Scan the material below for the word "overcast", then copy every line in which it appears.

- - -

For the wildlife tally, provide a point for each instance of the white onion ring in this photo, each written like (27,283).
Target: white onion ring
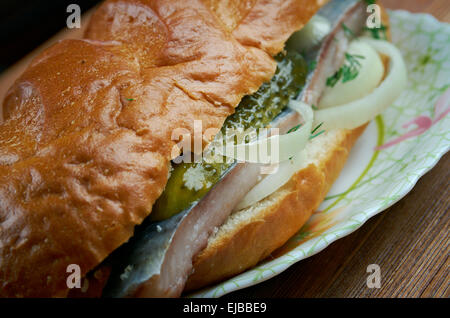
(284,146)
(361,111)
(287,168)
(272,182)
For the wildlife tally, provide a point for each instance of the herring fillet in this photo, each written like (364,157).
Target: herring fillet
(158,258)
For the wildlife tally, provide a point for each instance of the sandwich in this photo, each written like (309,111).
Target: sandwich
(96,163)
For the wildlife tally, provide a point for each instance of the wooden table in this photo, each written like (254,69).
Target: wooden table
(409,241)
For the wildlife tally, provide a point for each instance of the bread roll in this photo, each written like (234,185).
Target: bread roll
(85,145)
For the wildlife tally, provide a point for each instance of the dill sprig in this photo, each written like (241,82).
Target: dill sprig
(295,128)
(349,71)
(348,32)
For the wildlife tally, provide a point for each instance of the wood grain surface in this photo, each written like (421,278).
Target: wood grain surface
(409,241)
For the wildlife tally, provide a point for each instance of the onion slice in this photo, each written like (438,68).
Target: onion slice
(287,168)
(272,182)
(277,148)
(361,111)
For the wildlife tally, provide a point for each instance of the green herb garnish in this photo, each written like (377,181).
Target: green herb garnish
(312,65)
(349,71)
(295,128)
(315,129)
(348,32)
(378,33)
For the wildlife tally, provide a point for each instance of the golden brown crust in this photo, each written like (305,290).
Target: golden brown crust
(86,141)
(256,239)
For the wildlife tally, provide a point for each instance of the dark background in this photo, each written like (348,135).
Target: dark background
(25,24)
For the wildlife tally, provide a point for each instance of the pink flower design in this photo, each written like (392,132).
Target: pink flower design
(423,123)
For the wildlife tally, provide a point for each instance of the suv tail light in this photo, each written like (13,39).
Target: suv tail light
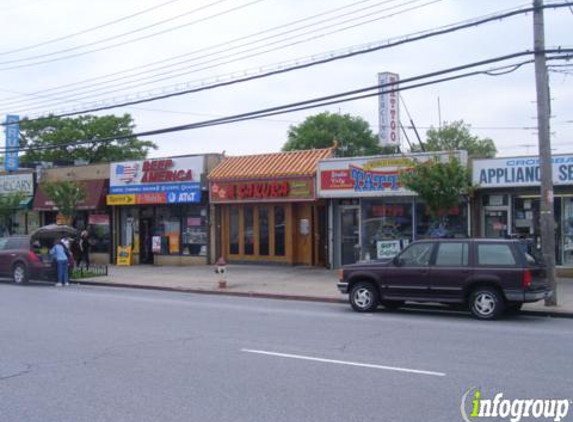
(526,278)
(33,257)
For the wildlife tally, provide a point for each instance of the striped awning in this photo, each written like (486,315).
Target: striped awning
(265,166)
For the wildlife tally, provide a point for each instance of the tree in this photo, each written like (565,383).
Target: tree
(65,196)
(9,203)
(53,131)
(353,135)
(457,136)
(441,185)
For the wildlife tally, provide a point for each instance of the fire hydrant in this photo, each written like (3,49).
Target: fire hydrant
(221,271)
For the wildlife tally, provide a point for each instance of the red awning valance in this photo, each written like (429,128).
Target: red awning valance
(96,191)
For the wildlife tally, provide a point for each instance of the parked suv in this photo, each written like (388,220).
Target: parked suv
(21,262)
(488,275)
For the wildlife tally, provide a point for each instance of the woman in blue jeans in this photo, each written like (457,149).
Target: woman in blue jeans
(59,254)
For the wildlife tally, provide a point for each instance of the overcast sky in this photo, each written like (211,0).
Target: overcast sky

- - -

TASK SOLUTION:
For the wildlife tally, provide a point for each instance of the overcast sky in this photo, each written like (211,0).
Target: overcast sky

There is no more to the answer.